▶ [Questions on the material]
A - Decide whether each statement below agrees with the passage on distributed concurrency control, answering yes or no and quoting the words of the passage that settle it. (i) Commitment ordering achieves distributed serializability without distributing concurrency control information. (ii) The special challenges of distributed concurrency control arise primarily from limited storage capacity. (iii) Distributed serializability is a major goal for distributed concurrency control.
B - In the passage on distributed concurrency control, what example of a switched fabric is named?

### Excerpt ###

Distributed concurrency control is the concurrency control of a system distributed over a computer network (Bernstein et al. 1987, Weikum and Vossen 2001). 

In database systems and transaction processing (transaction management) distributed concurrency control refers primarily to the concurrency control of a distributed database. It also refers to the concurrency control in a multidatabase (and other multi-transactional object) environment (e.g., federated database, grid computing, and cloud computing environments. A major goal for distributed concurrency control is distributed serializability (or global serializability for multidatabase systems). Distributed concurrency control poses special challenges beyond centralized one, primarily due to communication and computer latency. It often requires special techniques, like distributed lock manager over fast computer networks with low latency, like switched fabric (e.g., InfiniBand). Commitment ordering (or commit ordering) is a general serializability technique that achieves distributed serializability (and global serializability in particular) effectively on a large scale, without concurrency control information distribution (e.g., local precedence relations, locks, timestamps, or tickets), and thus without performance penalties that are typical to other serializability techniques (Raz 1992).

### Records ###

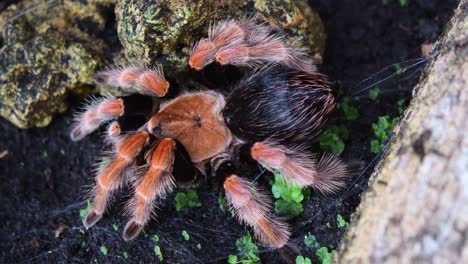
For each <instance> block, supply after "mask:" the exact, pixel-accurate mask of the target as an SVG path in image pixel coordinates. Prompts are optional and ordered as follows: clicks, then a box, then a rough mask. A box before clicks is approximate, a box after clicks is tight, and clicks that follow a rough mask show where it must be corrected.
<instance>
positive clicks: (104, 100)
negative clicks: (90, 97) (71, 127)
mask: <svg viewBox="0 0 468 264" xmlns="http://www.w3.org/2000/svg"><path fill="white" fill-rule="evenodd" d="M124 111H125V106H124V103H123V100H122V99H120V98H119V99H115V98H103V99H97V100H94V101H92V102H91V103H90V104H89V105H88V106H87V107H86V111H85V112H83V113H81V114H79V115H78V116H77V117H76V118H75V121H76V122H75V125H74V127H73V129H72V132H71V134H70V137H71V139H72V140H73V141H78V140H80V139H82V138H84V137H85V136H86V135H88V134H90V133H91V132H93V131H94V130H95V129H97V128H98V127H99V126H100V125H101V124H102V123H104V122H106V121H109V120H111V119H114V118H116V117H119V116H122V115H123V114H124Z"/></svg>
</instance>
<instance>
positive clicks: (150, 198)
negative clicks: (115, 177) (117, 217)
mask: <svg viewBox="0 0 468 264" xmlns="http://www.w3.org/2000/svg"><path fill="white" fill-rule="evenodd" d="M175 148H176V142H175V141H174V140H173V139H169V138H165V139H163V140H162V141H161V142H159V144H158V145H157V146H156V148H155V149H154V150H153V152H152V154H151V160H150V162H149V168H148V171H147V172H146V173H145V175H144V176H143V178H142V180H141V181H140V182H138V183H137V184H136V188H135V195H134V198H133V200H132V201H131V202H130V203H129V204H128V206H127V208H128V209H130V210H132V219H130V221H128V223H127V225H126V226H125V229H124V232H123V237H124V239H125V240H131V239H134V238H135V237H136V236H138V234H139V233H140V232H141V230H142V228H143V227H144V226H145V224H146V223H147V222H148V220H150V218H151V215H152V213H153V212H154V207H155V203H154V201H155V199H156V198H162V197H164V196H165V195H166V193H167V191H168V190H169V189H170V188H171V187H173V186H174V185H175V183H174V179H173V177H172V174H171V172H172V166H173V165H174V151H175Z"/></svg>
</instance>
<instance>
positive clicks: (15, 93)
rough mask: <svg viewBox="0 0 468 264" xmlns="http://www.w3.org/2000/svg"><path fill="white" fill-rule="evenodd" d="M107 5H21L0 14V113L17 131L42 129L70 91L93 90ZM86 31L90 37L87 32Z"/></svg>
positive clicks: (51, 4) (96, 2) (49, 4)
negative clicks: (14, 127) (92, 76)
mask: <svg viewBox="0 0 468 264" xmlns="http://www.w3.org/2000/svg"><path fill="white" fill-rule="evenodd" d="M110 5H112V1H109V0H101V1H88V3H83V1H78V0H74V1H64V2H63V4H62V3H60V2H59V1H54V2H50V3H48V2H46V3H44V1H36V0H34V1H22V2H21V3H19V4H17V5H11V6H9V7H8V8H7V9H6V10H4V11H3V12H2V14H1V15H0V25H1V28H2V35H1V37H0V98H1V99H0V115H1V116H3V117H4V118H6V119H8V120H9V121H10V122H12V123H14V124H15V125H17V126H18V127H21V128H28V127H42V126H46V125H48V124H49V123H50V121H51V120H52V117H53V115H55V114H56V113H60V112H63V111H65V110H66V109H67V103H66V98H67V96H68V94H69V93H70V92H73V93H77V94H87V93H90V92H91V91H92V90H93V86H92V85H93V82H92V76H93V74H94V72H95V71H96V70H97V69H98V68H99V67H100V66H101V65H102V58H103V56H102V53H103V50H104V49H105V44H104V42H103V40H102V39H99V38H96V33H99V32H101V31H103V30H105V27H106V23H107V20H108V18H107V17H106V14H105V13H104V12H103V10H104V9H105V7H108V6H110ZM91 32H92V33H91Z"/></svg>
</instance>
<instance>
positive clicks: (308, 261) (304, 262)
mask: <svg viewBox="0 0 468 264" xmlns="http://www.w3.org/2000/svg"><path fill="white" fill-rule="evenodd" d="M296 264H312V261H311V260H310V258H308V257H305V258H304V257H303V256H297V257H296Z"/></svg>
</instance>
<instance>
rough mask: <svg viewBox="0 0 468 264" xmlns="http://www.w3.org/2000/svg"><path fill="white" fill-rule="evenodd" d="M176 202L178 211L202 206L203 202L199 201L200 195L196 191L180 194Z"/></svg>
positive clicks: (176, 205) (191, 190)
mask: <svg viewBox="0 0 468 264" xmlns="http://www.w3.org/2000/svg"><path fill="white" fill-rule="evenodd" d="M175 200H176V210H177V211H180V210H184V209H187V208H192V207H200V206H201V202H200V201H199V200H198V194H197V192H196V191H195V190H188V191H187V192H180V193H178V194H177V195H176V197H175Z"/></svg>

###

▶ [Exercise solutions]
A -
(i) Yes: "without concurrency control information distribution"
(ii) No: "primarily due to communication and computer latency"
(iii) Yes: "A major goal for distributed concurrency control is distributed serializability"

B - InfiniBand